Supplied data:
=== Begin Enclosure ===

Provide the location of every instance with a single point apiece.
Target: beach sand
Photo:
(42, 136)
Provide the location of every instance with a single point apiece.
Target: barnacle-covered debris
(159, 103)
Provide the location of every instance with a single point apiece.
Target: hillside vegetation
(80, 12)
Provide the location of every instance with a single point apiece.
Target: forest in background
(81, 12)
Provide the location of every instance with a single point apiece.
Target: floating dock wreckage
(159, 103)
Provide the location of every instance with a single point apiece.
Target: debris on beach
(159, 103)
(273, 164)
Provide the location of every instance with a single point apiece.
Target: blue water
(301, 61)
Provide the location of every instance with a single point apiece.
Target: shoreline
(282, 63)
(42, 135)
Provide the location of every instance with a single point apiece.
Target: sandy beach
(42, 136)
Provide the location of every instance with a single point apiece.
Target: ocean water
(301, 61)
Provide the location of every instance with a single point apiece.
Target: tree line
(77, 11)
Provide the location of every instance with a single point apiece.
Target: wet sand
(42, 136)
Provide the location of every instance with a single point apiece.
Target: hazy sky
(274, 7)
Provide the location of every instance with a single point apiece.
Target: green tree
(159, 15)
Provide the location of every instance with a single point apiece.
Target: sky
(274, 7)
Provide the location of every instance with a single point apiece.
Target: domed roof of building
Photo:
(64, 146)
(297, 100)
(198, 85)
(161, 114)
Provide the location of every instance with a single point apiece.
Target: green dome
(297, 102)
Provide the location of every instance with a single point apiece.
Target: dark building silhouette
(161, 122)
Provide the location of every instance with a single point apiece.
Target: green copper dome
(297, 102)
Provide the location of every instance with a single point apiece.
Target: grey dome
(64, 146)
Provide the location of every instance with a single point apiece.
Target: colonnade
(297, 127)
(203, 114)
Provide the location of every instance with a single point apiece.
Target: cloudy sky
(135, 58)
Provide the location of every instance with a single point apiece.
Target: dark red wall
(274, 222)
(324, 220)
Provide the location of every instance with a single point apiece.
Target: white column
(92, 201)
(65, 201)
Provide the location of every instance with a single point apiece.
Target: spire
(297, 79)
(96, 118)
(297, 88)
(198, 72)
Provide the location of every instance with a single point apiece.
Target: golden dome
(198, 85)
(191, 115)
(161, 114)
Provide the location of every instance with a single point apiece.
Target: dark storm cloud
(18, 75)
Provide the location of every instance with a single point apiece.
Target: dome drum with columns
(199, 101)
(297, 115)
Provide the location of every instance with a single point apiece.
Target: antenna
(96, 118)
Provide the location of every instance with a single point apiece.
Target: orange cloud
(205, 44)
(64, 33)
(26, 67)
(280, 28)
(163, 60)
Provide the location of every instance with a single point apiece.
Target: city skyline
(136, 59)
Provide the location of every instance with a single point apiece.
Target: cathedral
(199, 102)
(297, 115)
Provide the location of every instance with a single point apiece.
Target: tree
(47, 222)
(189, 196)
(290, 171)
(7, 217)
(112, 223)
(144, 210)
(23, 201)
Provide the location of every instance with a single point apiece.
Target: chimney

=== End Enclosure ===

Work item:
Write out the complete material a second time, matching it exactly.

Written solution:
Provide the location of every instance with a single point apiece.
Target: beach sand
Photo:
(42, 136)
Provide the location of every instance with a single point apiece.
Target: barnacle-covered debris
(159, 103)
Provide the location of every instance with a single point apiece.
Target: hillside vegetation
(80, 12)
Provide the location of every instance with a single point apiece.
Target: forest in background
(81, 12)
Provide the location of every instance with a single point apiece.
Target: floating dock wreckage
(159, 103)
Provide the location of every instance with a single point apiece.
Target: debris on beach
(159, 103)
(273, 164)
Provide the location of every instance with a single point apiece.
Target: blue water
(301, 61)
Provide the location of every instance with a single point apiece.
Target: shoreline
(282, 63)
(42, 135)
Provide the location of every instance with a single point apiece.
Target: sandy beach
(42, 136)
Provide the location of every instance with a single point apiece.
Target: ocean water
(301, 61)
Provide the location of every instance with a single point apiece.
Target: tree line
(77, 11)
Provide the location of every instance with a single point apiece.
Target: wet sand
(42, 136)
Provide the location of every instance with a single point apiece.
Target: hazy sky
(274, 7)
Provide the location of every instance with a single point apiece.
Target: green tree
(159, 15)
Provide the location of every instance with a single point apiece.
Target: sky
(274, 7)
Provide the location of every instance with a single point apiece.
Target: domed roof of building
Photo:
(64, 146)
(297, 100)
(198, 85)
(161, 114)
Provide the location of every instance with a single point apiece.
Target: green dome
(297, 102)
Provide the location of every instance with a single point apiece.
Target: dark building silhouette
(161, 122)
Provide the location of every instance with a single point apiece.
Target: green copper dome
(297, 102)
Provide the location of every instance with a single point apiece.
Target: grey dome
(64, 146)
Provide the location of every instance with a single point apiece.
Target: colonnade
(297, 127)
(203, 114)
Provide the location of every instance with a single point apiece.
Target: cloudy sky
(135, 58)
Provide the location of every instance with a single point apiece.
Target: dark red wall
(274, 222)
(324, 220)
Provide the location of every instance with a single point apiece.
Target: white column
(92, 201)
(65, 201)
Provide the location of every instance with a single point apiece.
Target: spire
(297, 79)
(96, 118)
(297, 88)
(198, 72)
Provide the location of every instance with a single point apiece.
Target: golden dome
(198, 85)
(191, 115)
(161, 114)
Provide the location of every instance with a single point apiece.
Target: dark storm cloud
(18, 75)
Provide the location of every instance with a single point apiece.
Target: dome drum with columns
(199, 101)
(297, 115)
Provide the location of every instance with a single point apiece.
Target: antenna
(96, 118)
Provide the location of every instance with a single point apiece.
Target: orange cloud
(205, 44)
(64, 33)
(26, 67)
(280, 28)
(163, 60)
Provide the location of every instance with a single point apiece.
Target: city skyline
(136, 59)
Provide the location of every instance with a single point apiece.
Target: cathedral
(199, 102)
(297, 115)
Provide the location of every instance with a single point apiece.
Target: tree
(47, 222)
(189, 196)
(290, 171)
(7, 217)
(112, 223)
(144, 210)
(23, 201)
Provide the location of every instance with a single point apiece.
Target: chimney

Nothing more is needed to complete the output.